* **TEXT SHOWN**:
------------------------------------------------

And… that’s it, really. There are lots of details about how the authors improve the automated theorem proving systems for this paper. I am not an expert about these systems, and in fact only have a light intuition about how they work, so I will obviate them and refer the interested reader to the Methods section in the paper.
The secret sauce behind the paper appears to be a massive amount of fully synthetic proofs that the model was trained upon. Aside from enormous variation and diversity, these proofs are interesting because they do not overlap with proofs in the IMO problems, and frankly, because they do not require any “human” training set. To generate these proofs, the authors developed a customised diagrammatic generation language to generate a very large amount of diagrams like the ones below, using of the order of 800 CPU years!
The diagrams were then used to build lots of proofs, which were then used to train the language model. An interesting part about synthetic data generation is that it is not given to the model as is, but rather, the authors identify important “constructs” (which I urge to think as an imaginary line, or angle, that is used as an intermediate step to assist in the proof) in the proof sequence, and train the language model to suggest these.
Discussion
The most interesting part of the paper is perhaps how little deep learning is actually involved with its success. The language model used is very small for current standards — with 12 layers and roughly 150 million parameters, it is something that could probably be trained at an academic lab without major resources. For reference, CaLM, the cDNA language model we published last year, had ~80 million parameters and took only about 1 month to train on 4 not-too-beefy GPUs.
One interesting observation is that, when the authors benchmark their model against (carefully prompted) GPT-4, it solves none of the problems. This result is not entirely surprising, given GPT-4’s tendency to struggle with math. However, it is puzzling that when GPT-4 is combined with the same automated theorem solver in AlphaGeometry, it still manages to solve nearly 50% of the problems. That is certainly not bad performance, given that it has not been fine-tuned for the task — I would definitely have asked for comparison against GPT-4, or at least an open-source LLM, fine-tuned for the task.

------------------------------------------------

* **PROVIDED RECORDS**:

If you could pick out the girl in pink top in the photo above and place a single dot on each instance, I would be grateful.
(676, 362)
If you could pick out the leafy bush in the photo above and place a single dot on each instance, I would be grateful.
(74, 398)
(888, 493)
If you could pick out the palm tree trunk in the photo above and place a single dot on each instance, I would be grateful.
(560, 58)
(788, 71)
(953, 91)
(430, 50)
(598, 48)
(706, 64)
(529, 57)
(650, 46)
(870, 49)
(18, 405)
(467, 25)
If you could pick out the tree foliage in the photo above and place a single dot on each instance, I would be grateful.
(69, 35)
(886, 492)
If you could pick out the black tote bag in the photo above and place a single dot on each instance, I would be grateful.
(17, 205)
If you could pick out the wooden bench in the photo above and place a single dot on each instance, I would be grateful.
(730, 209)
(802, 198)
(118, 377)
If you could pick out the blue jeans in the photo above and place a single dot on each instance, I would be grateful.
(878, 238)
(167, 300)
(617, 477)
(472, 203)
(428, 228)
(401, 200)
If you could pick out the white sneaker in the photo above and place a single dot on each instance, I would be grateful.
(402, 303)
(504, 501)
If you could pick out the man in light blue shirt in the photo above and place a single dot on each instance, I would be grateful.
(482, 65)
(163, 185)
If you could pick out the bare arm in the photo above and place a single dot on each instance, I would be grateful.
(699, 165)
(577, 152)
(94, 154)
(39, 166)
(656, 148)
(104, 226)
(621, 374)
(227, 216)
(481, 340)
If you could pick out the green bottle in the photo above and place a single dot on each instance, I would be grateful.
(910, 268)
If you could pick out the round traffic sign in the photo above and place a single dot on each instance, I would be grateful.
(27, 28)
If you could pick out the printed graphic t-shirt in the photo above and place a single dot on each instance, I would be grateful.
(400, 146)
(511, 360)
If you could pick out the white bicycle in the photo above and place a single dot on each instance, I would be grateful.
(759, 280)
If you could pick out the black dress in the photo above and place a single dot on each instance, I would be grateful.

------------------------------------------------

* **PROBLEMS TO WORK ON**:
a – Answer these questions from the text on AlphaGeometry:
(i) Roughly how many CPU years were used to generate the diagrams?
(ii) How many layers does the language model have?
(iii) What share of the problems did GPT-4 solve when combined with the same automated theorem solver?
b – Reproduce the passage of the text on AlphaGeometry between "The diagrams were" and "to suggest these.", inclusive, changing "language model" to "neural network".
c – Carry on the text on AlphaGeometry past its final sentence.
The entries play no part in this work.

* **RESULTS FOR THE EXERCISE**:
a –
(i) Of the order of 800 CPU years.
(ii) 12 layers.
(iii) Nearly 50%.

b –
The diagrams were then used to build lots of proofs, which were then used to train the neural network. An interesting part about synthetic data generation is that it is not given to the model as is, but rather, the authors identify important “constructs” (which I urge to think as an imaginary line, or angle, that is used as an intermediate step to assist in the proof) in the proof sequence, and train the neural network to suggest these.

c –
Another thought is that their main construction that they propose, using “intuition” and “thinking fast”, appears to be a potential flaw. Given that constructs suggested by the transformer are crucial for the process, if the language model can’t find a step that is crucial for the proving of the theorem, then there is no way that the “thinking slow” system reaches the end. Similarly, I wonder how much of the system’s exploration time is spent in loose ends or even hallucinated steps.
More broadly, it is not entirely surprising that the first class of problems “cracked” by AI systems is precisely that of geometry. Geometric problems are the most “mechanical”, the main problem being precisely to find the right intermediate constructs to rapidly explore the rapidly branching space of solutions. While not resting any merit to this work, it seems like there may be a long way until this same class of problem solvers can tackle problems in other areas like, say, number theory.
Regardless, I am quite interested in seeing what cleverly designed neurosymbolic systems like this, where there is a pure AI model that brings the intuition, combined with a logical algorithmic part, can achieve in the future.